= DIRECTIONS =
Your task is to copy all of the entries exactly as they are given.

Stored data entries
* * * * * * * * *

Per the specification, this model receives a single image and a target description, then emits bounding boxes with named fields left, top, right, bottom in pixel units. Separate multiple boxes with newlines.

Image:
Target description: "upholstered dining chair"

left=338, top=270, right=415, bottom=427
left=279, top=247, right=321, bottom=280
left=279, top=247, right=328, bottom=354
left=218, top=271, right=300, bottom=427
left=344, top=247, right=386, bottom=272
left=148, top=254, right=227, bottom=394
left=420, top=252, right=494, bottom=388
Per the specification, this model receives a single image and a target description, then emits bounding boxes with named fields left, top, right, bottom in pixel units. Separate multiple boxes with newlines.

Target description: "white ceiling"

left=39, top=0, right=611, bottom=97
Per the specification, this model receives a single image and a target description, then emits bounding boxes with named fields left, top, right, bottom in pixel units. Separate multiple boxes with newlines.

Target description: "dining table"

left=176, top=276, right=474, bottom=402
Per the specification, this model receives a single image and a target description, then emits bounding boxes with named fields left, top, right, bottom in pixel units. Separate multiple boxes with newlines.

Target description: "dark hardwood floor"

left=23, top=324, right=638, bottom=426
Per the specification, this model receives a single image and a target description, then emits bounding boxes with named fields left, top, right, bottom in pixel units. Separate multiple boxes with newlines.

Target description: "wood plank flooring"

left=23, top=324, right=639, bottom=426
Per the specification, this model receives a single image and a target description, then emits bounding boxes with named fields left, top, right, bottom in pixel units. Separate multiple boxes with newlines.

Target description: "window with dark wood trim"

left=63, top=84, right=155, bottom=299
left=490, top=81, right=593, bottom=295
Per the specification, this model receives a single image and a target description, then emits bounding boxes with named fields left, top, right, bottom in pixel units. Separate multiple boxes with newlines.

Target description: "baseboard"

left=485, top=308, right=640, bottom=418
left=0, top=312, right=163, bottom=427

* * * * * * * * *

= RESULT BELOW =
Per the specification, this model receives a single image and a target description, then emits bounding boxes with named fields left, top, right, bottom in pixel units. Separate multiple boxes with newlines.

Image:
Target description: "upholstered dining chair"

left=338, top=270, right=415, bottom=427
left=279, top=247, right=321, bottom=280
left=279, top=247, right=328, bottom=354
left=218, top=271, right=300, bottom=427
left=344, top=247, right=386, bottom=272
left=148, top=254, right=227, bottom=394
left=420, top=252, right=494, bottom=388
Per the specification, this model receives a single image and a target description, then emits bounding boxes with named fields left, top, right, bottom in pixel units. Separate multiple boxes with newlines.

Target description: "white ceiling"

left=39, top=0, right=611, bottom=97
Per the specification, this model receives a single image and a target description, then emits bounding boxes with named fields left, top, right, bottom in pixel units. Separate multiple boxes with newlines.

Target description: "dining table"

left=176, top=276, right=474, bottom=402
Per the specification, this model receives a single image and a target description, then emits bounding boxes with named fields left, top, right, bottom in pixel units. Separate multiple boxes with newlines.

Target description: "dark hardwood floor"

left=23, top=324, right=638, bottom=426
Per the specification, this model receives a single image and a target description, then emits bounding boxes with named fields left, top, right, bottom in pixel units. Separate multiple boxes with newlines.

Target description: "wood plank flooring"

left=23, top=324, right=639, bottom=426
Per the specification, this model receives a single image and a target description, then emits bounding boxes with named fields left, top, right, bottom in pixel units. Separate multiple boxes with newlines.

Target description: "window with dark wood trim"

left=63, top=84, right=155, bottom=299
left=490, top=81, right=593, bottom=295
Per the specification, this model receives a single image and a target description, then emits bounding boxes with named fields left, top, right, bottom in pixel units. Separate multiple boxes with newlines.

Target description: "baseboard"

left=485, top=308, right=640, bottom=418
left=0, top=312, right=163, bottom=427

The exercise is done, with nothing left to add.